Girdi Malzemesi.
════════════════════

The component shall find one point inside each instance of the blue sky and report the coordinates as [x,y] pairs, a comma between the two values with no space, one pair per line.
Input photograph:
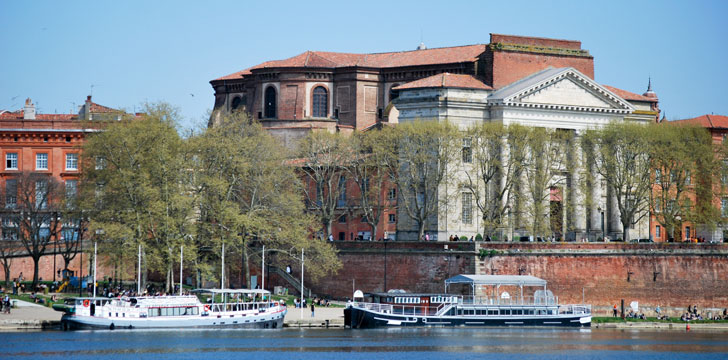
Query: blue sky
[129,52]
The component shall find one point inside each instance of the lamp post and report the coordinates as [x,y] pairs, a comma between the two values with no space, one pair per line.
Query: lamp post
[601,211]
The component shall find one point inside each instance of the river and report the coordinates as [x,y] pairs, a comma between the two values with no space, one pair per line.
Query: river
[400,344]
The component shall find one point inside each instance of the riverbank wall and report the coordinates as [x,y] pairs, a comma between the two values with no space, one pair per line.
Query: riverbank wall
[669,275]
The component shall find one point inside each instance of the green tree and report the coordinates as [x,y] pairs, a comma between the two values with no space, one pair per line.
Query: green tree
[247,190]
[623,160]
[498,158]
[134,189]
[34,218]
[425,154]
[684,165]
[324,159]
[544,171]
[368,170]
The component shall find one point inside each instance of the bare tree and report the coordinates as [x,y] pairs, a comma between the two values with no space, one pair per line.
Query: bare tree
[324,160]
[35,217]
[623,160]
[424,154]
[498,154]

════════════════════

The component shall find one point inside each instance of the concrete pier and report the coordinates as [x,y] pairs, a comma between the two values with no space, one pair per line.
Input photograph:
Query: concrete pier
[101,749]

════════════════════

Alıştırma Yönergesi. Yukarıdaki verilerde "bare" sözcüğünü içeren her satırı seçip olduğu gibi yazınız.

Tam Çıktı.
The component shall find one point inside each instance of the bare tree and report the coordinates as [x,y] pairs, a comma between the two values with no space, one pair per line.
Query: bare tree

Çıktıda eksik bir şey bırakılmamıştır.